DOCUMENT PASSAGE:
'''
"Little Wonders" is a song by American singer-songwriter Rob Thomas, recorded for Disney's animated feature Meet the Robinsons in 2007. It is the second single from the Meet the Robinsons soundtrack. It is featured on the film's soundtrack and in the ending of the film itself, and has been released as a single. "Little Wonders" debuted on the US Billboard Hot 100 at number 78 and subsequently peaked at number 58. The song also became a top-20 hit in Australia, Austria, and Germany.

Background 
Rob Thomas revealed on April 1, 2017, via his Facebook page, that the song 'Little Wonders' was written about him and his wife Marisol's first dog Tyler, who was born on that same date.

Music video
Two different versions of this video have been released, both of which contain various live action references to scenes in Meet the Robinsons.

Synopsis
The original version features Thomas set against various backdrops, most of which feature crowded scenes. It starts out with Thomas in a rainy day in a city, singing the song under an umbrella (a reference to the film's rainy opening). The camera pans out at the chorus to show various people in the city. The next verse begins with Thomas on a rooftop in the city (a reference to the building rooftop which the film's protagonist, Lewis, spent much time on and various important events of the film take place on), playing an acoustic guitar while singing, and at the second chorus, the camera again pans out to show window views of various people engaging in different activities. The bridge shows Thomas at a kids' softball game (a reference to Goob, Lewis's roommate at the orphanage who revolves around baseball and is a little league baseball player). A kid hits a home run ball, which carries onto a beach, and in front of a house on the coast of the beach, Thomas sings the last of the song while people play around on the beach.
'''
GIVEN INFORMATION:
'''
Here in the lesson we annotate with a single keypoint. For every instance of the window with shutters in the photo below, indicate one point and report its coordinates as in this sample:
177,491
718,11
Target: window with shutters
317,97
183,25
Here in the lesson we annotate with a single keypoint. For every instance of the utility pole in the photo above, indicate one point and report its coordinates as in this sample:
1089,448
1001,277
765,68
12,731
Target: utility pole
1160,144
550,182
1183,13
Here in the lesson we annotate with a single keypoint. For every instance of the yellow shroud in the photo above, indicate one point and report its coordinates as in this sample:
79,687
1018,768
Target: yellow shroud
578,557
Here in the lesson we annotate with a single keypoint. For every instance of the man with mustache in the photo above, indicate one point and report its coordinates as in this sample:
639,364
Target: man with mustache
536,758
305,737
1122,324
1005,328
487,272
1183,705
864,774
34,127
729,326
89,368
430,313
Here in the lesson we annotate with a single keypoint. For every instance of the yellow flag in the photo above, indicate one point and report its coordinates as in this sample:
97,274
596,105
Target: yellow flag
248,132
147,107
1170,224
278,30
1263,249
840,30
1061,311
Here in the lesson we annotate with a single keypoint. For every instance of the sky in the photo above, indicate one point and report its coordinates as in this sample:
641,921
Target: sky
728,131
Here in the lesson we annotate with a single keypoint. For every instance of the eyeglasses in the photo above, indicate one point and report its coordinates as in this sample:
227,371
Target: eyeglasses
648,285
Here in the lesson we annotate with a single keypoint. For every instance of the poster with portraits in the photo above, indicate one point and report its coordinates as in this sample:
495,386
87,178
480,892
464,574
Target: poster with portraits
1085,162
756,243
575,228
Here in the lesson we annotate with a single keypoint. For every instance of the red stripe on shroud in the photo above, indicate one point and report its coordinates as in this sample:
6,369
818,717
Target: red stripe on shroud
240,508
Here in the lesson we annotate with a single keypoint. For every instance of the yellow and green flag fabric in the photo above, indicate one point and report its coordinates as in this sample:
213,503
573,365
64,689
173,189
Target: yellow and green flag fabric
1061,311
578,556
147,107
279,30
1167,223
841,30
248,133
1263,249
'''
WHAT TO WORK ON:
(A) Reproduce the passage on the song "Little Wonders" word for word, starting at "Music video" and ending at "Meet the Robinsons.".
(B) In the article on "Little Wonders," which countries are named as places where the song became a top-20 hit?
(C) Write the next part of the article on the song "Little Wonders," picking up after its final sentence.
The material has no role in this work.

ANSWER SET:
(A)
Music video
Two different versions of this video have been released, both of which contain various live action references to scenes in Meet the Robinsons.

(B) Australia, Austria, and Germany

(C)
It ends with Thomas walking off the beach into the sunset.

The second version is essentially the same, but with additional footage from Meet the Robinsons spliced in. Both versions were directed by Dave Meyers.

Track listing
 "Little Wonders" (radio edit) – 3:45
 "There's a Great Big Beautiful Tomorrow" – 1:59 (performed by They Might Be Giants)
 "From the Past to the Future" – 2:38 (performed by Danny Elfman)

Charts

Weekly charts

Year-end charts

Sales and certifications

References

2007 singles
2007 songs
Atlantic Records singles
Disney songs
Meet the Robinsons
Rob Thomas (musician) songs
Songs written by Rob Thomas (musician)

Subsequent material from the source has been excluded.